_DIRECTIVE_.
Pick out all lines in the items below that contain the word "every" and copy them. Case counts.

_SUPPLIED DATA_.

════════════════

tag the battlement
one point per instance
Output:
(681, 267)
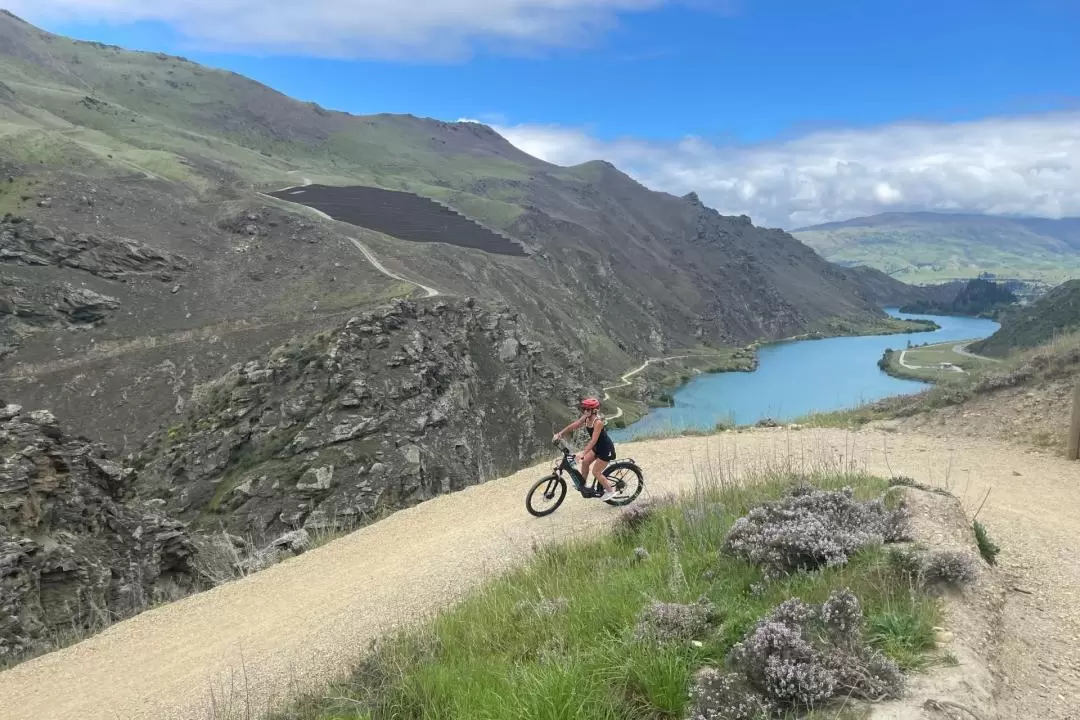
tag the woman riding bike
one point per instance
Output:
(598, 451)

════════════════

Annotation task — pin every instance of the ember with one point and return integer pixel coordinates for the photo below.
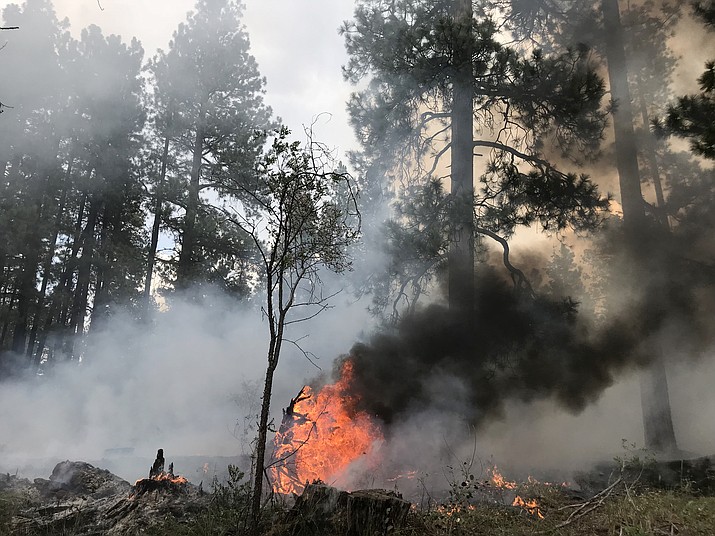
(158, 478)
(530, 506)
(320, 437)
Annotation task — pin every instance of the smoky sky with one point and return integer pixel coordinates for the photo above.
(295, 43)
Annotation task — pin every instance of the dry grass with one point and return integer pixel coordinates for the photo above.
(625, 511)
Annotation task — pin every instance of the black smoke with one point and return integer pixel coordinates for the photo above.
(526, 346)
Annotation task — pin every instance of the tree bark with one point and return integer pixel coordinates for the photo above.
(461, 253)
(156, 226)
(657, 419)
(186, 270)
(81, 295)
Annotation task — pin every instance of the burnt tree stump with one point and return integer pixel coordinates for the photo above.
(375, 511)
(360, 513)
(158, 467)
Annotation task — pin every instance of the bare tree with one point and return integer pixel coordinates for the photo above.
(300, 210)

════════════════

_TASK RESPONSE_.
Annotation task — pin every instance of the ember with one point and return integer pixel coordinates for the photo below.
Annotation task — pin every instance of the smoky sky with one point and return integer pixel coordinates for the photo above.
Annotation task — pin every instance of the dry grass with one point and return integer pixel coordinates for the photo above.
Annotation task — pin every instance of the black smoke with one point and return integer pixel coordinates for the photo above.
Annotation task — pin every instance of the tree bark with one point and return integer pixel coordinates for the photo above.
Annotation task — pin every instance of the burnt tree stump with one point and return integer pixel coordinates for the photo above.
Annotation task — pin every instance of the bare tree with one point and return integer pixel coordinates for the photo above.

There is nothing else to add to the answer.